◆ **Task item**
Replace "rhesus macaque monkeys" with "macaques" in the passage on removing SIV from primate genomes, and write out the part from "Taking a major" to "Temple University (LKSOM).".

____ Selected extract

Taking a major step forward in HIV research, scientists at the Lewis Katz School of Medicine at Temple University have successfully edited SIV – a virus closely related to HIV, the cause of AIDS – from the genomes of non-human primates. The breakthrough brings Temple researchers and their collaborators closer than ever to developing a cure for human HIV infection.
“We show for the first time that a single inoculation of our CRISPR gene-editing construct, carried by an adeno-associated virus, can edit out the SIV genome from infected cells in rhesus macaque monkeys,” said Kamel Khalili, PhD, Laura H. Carnell Professor and Chair of the Department of Neuroscience, Director of the Center for Neurovirology, and Director of the Comprehensive NeuroAIDS Center at the Lewis Katz School of Medicine at Temple University (LKSOM).

________
____ Data section

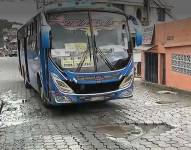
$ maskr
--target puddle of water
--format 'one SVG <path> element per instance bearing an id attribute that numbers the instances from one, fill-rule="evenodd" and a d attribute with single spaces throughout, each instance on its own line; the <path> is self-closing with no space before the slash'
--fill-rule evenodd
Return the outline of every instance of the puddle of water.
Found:
<path id="1" fill-rule="evenodd" d="M 157 136 L 173 129 L 173 127 L 165 124 L 119 124 L 96 126 L 95 129 L 108 137 L 133 140 L 146 134 Z"/>
<path id="2" fill-rule="evenodd" d="M 172 92 L 172 91 L 158 91 L 158 94 L 172 94 L 172 95 L 177 95 L 177 92 Z"/>
<path id="3" fill-rule="evenodd" d="M 164 105 L 164 104 L 174 104 L 176 102 L 172 102 L 172 101 L 158 101 L 156 102 L 157 104 L 161 104 L 161 105 Z"/>
<path id="4" fill-rule="evenodd" d="M 11 125 L 17 125 L 24 122 L 22 119 L 21 105 L 23 99 L 20 99 L 17 94 L 11 90 L 0 95 L 0 100 L 4 106 L 0 115 L 0 128 Z"/>

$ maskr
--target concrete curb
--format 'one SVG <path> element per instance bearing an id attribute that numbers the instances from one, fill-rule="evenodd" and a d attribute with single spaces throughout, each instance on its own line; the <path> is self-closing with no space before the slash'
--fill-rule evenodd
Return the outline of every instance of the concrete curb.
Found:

________

◆ **Task output**
Taking a major step forward in HIV research, scientists at the Lewis Katz School of Medicine at Temple University have successfully edited SIV – a virus closely related to HIV, the cause of AIDS – from the genomes of non-human primates. The breakthrough brings Temple researchers and their collaborators closer than ever to developing a cure for human HIV infection.
“We show for the first time that a single inoculation of our CRISPR gene-editing construct, carried by an adeno-associated virus, can edit out the SIV genome from infected cells in macaques,” said Kamel Khalili, PhD, Laura H. Carnell Professor and Chair of the Department of Neuroscience, Director of the Center for Neurovirology, and Director of the Comprehensive NeuroAIDS Center at the Lewis Katz School of Medicine at Temple University (LKSOM).